Copy the listing below word for word, from its first line through the line holding "point(100, 154)", inclusive. Leave the pictures out of your copy.

----- Record excerpts -----

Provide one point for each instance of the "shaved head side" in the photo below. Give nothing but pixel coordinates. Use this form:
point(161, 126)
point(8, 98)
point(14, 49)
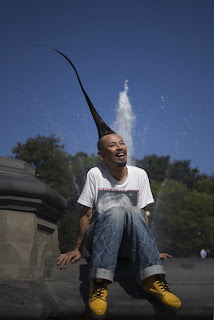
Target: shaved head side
point(100, 144)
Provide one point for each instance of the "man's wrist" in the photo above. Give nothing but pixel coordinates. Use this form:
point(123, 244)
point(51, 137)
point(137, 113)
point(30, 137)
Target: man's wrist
point(78, 246)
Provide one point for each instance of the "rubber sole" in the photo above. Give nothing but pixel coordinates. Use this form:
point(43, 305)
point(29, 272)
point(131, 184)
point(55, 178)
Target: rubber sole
point(153, 299)
point(93, 316)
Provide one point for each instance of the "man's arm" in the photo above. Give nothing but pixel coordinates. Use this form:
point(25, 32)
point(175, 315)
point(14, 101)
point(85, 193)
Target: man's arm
point(74, 255)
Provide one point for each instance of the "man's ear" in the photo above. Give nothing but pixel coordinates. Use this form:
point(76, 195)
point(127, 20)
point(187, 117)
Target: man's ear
point(100, 154)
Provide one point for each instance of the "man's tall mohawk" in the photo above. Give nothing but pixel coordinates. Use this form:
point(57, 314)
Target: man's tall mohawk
point(102, 127)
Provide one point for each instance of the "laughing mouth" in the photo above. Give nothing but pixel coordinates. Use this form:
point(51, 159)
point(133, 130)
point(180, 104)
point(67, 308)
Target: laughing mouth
point(120, 154)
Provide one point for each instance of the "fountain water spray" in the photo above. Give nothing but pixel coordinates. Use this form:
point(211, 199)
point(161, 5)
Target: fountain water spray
point(125, 120)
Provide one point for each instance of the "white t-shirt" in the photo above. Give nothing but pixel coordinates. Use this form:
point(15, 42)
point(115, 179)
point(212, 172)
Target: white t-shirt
point(102, 192)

-----

Task answer:
Provide one point for each instance of the "shaved head side" in the photo below. Give nothing but pixel coordinates. Use this form:
point(161, 126)
point(8, 98)
point(14, 49)
Target: shaved head side
point(100, 144)
Provide one point for each instance of the "man's wrist" in the photo above. Give nothing but pixel coordinates. Use this form:
point(123, 244)
point(51, 137)
point(137, 113)
point(30, 137)
Target: man's wrist
point(78, 246)
Provide one point for each instance of the "rubber sole" in the photo above. Give nothing but pixel coordinates. Use this form:
point(43, 305)
point(29, 272)
point(131, 184)
point(55, 178)
Target: rubber sole
point(153, 299)
point(93, 316)
Provide one point for each instance of the "man's arm" in the photo above. Give nothing but pixel coordinates. Use this form:
point(25, 32)
point(175, 315)
point(14, 101)
point(85, 193)
Target: man's arm
point(74, 255)
Provide one point for each instance of the "man's ear" in the photo above. Give nothing but pixel coordinates. Use this form:
point(76, 195)
point(127, 20)
point(187, 117)
Target: man's ear
point(100, 154)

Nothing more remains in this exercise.